* _EXTRACTED DATA_
· · ·

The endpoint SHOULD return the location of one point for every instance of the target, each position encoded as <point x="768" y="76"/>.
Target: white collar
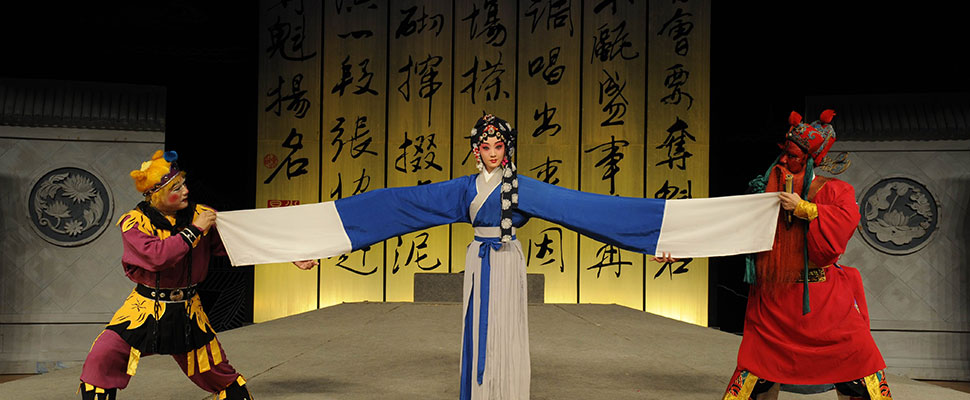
<point x="488" y="175"/>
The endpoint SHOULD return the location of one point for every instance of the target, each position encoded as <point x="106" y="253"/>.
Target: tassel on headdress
<point x="491" y="126"/>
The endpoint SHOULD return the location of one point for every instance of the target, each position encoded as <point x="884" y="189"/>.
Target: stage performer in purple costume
<point x="806" y="321"/>
<point x="168" y="242"/>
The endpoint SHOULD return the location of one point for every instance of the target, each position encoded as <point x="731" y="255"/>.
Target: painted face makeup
<point x="492" y="153"/>
<point x="176" y="199"/>
<point x="793" y="158"/>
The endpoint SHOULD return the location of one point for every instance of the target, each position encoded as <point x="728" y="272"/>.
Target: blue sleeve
<point x="381" y="214"/>
<point x="626" y="222"/>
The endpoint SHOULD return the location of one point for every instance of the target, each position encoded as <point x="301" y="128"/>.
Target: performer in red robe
<point x="806" y="321"/>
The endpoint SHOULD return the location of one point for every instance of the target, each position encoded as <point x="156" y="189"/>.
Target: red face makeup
<point x="793" y="158"/>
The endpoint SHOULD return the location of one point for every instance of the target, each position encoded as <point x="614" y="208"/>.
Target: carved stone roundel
<point x="899" y="215"/>
<point x="69" y="206"/>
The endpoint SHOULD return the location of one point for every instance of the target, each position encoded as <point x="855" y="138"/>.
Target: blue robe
<point x="495" y="339"/>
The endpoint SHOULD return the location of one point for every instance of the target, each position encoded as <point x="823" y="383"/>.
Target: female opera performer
<point x="495" y="338"/>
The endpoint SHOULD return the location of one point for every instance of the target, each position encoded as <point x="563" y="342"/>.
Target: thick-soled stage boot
<point x="89" y="392"/>
<point x="236" y="392"/>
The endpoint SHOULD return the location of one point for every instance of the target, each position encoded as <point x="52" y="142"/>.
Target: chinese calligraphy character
<point x="546" y="124"/>
<point x="363" y="183"/>
<point x="417" y="254"/>
<point x="678" y="28"/>
<point x="669" y="267"/>
<point x="669" y="192"/>
<point x="616" y="106"/>
<point x="408" y="26"/>
<point x="611" y="161"/>
<point x="294" y="167"/>
<point x="547" y="171"/>
<point x="346" y="78"/>
<point x="676" y="78"/>
<point x="297" y="103"/>
<point x="611" y="43"/>
<point x="361" y="133"/>
<point x="428" y="72"/>
<point x="602" y="4"/>
<point x="423" y="151"/>
<point x="551" y="72"/>
<point x="491" y="84"/>
<point x="494" y="31"/>
<point x="339" y="5"/>
<point x="545" y="248"/>
<point x="609" y="257"/>
<point x="676" y="145"/>
<point x="282" y="34"/>
<point x="558" y="16"/>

· · ·

* _WHAT THE EXERCISE ASKS_
Exact repetition of the data is needed, with no images retained.

* _ANSWER TO THE EXERCISE_
The endpoint SHOULD return the location of one point for every instance of the target, each position encoded as <point x="768" y="76"/>.
Target: white collar
<point x="488" y="175"/>
The endpoint SHOULD return the location of one point for every instance of the target, each position encoded as <point x="106" y="253"/>.
Target: tassel on headdress
<point x="491" y="126"/>
The endpoint SHOULD return the location of one point for every instance of the target, each position encoded as <point x="884" y="189"/>.
Target: stage performer in purple costume
<point x="806" y="321"/>
<point x="168" y="242"/>
The endpoint SHOULD return the location of one point for every instance of the target, each position encoded as <point x="731" y="255"/>.
Target: painted face makeup
<point x="492" y="153"/>
<point x="176" y="199"/>
<point x="793" y="158"/>
The endpoint SHOULD return the location of one point for every instance of the target, each position encoded as <point x="728" y="272"/>.
Target: blue sleeve
<point x="381" y="214"/>
<point x="626" y="222"/>
The endpoint SHOULD return the location of one point for every instance of the target, each position encoded as <point x="301" y="128"/>.
Target: performer in red robe
<point x="806" y="321"/>
The endpoint SHOULD return the location of one point for every instance of the target, each position encoded as <point x="156" y="189"/>.
Target: red face makeup
<point x="793" y="158"/>
The endpoint SHOULD return the location of one point for every instance of the target, each position encoded as <point x="614" y="208"/>.
Target: carved stone roundel
<point x="899" y="215"/>
<point x="69" y="206"/>
The endpoint SHOULD return the location of one point for every instance of the target, each position encoded as <point x="855" y="138"/>.
Target: blue robe
<point x="495" y="339"/>
The endpoint SHOULD return the location of one point for every instance of the target, each position encoded as <point x="823" y="383"/>.
Target: female opera performer
<point x="495" y="338"/>
The endpoint SHOULD return the location of one point for every instance of the target, each position encoded as <point x="563" y="342"/>.
Target: thick-soled stage boot
<point x="89" y="392"/>
<point x="236" y="392"/>
The endpoint SHOULD return the location of one point for every instance of the target, each position encoded as <point x="52" y="142"/>.
Target: chinese calligraphy character
<point x="546" y="124"/>
<point x="363" y="183"/>
<point x="417" y="254"/>
<point x="678" y="28"/>
<point x="669" y="267"/>
<point x="669" y="192"/>
<point x="616" y="106"/>
<point x="408" y="26"/>
<point x="611" y="161"/>
<point x="294" y="167"/>
<point x="547" y="171"/>
<point x="346" y="78"/>
<point x="676" y="78"/>
<point x="297" y="103"/>
<point x="611" y="43"/>
<point x="361" y="133"/>
<point x="428" y="72"/>
<point x="602" y="4"/>
<point x="423" y="151"/>
<point x="551" y="72"/>
<point x="491" y="84"/>
<point x="494" y="31"/>
<point x="339" y="5"/>
<point x="545" y="248"/>
<point x="609" y="257"/>
<point x="676" y="145"/>
<point x="282" y="34"/>
<point x="558" y="16"/>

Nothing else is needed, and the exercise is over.